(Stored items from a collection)
<<<<
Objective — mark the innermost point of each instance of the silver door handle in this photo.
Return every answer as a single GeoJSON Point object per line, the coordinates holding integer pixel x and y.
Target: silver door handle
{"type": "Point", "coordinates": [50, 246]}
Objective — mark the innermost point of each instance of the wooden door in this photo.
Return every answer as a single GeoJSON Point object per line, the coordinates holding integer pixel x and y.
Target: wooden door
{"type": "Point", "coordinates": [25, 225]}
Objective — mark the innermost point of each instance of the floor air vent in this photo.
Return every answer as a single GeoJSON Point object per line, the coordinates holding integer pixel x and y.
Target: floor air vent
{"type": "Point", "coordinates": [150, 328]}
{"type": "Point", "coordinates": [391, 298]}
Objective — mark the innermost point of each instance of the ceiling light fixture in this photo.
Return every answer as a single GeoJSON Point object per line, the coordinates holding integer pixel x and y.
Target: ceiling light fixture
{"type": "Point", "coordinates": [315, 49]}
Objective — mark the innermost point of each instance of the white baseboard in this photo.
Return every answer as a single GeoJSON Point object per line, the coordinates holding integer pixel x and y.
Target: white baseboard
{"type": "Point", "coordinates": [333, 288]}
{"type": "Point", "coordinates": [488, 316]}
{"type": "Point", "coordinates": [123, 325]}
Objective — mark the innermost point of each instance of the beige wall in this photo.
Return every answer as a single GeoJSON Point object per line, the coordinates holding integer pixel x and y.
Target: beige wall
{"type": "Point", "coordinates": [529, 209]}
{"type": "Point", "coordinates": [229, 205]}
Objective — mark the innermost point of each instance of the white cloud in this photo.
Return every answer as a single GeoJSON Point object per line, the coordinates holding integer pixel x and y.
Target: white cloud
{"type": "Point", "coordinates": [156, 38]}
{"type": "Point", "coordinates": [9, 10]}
>>>>
*PROBLEM DESCRIPTION*:
Each line of the records that holds the word "photo" should be copied out.

*TASK ANSWER*:
Objective — mark the innermost point of each instance of the silver door handle in this photo.
Objective — mark the innermost point of each instance of the wooden door in this photo.
Objective — mark the innermost point of each instance of the floor air vent in this photo.
Objective — mark the innermost point of each instance of the ceiling light fixture in this photo.
Objective — mark the innermost point of each instance of the white baseboard in this photo.
Objective — mark the innermost point of each instance of the beige wall in this photo.
Objective — mark the innermost point of each instance of the white cloud in this photo.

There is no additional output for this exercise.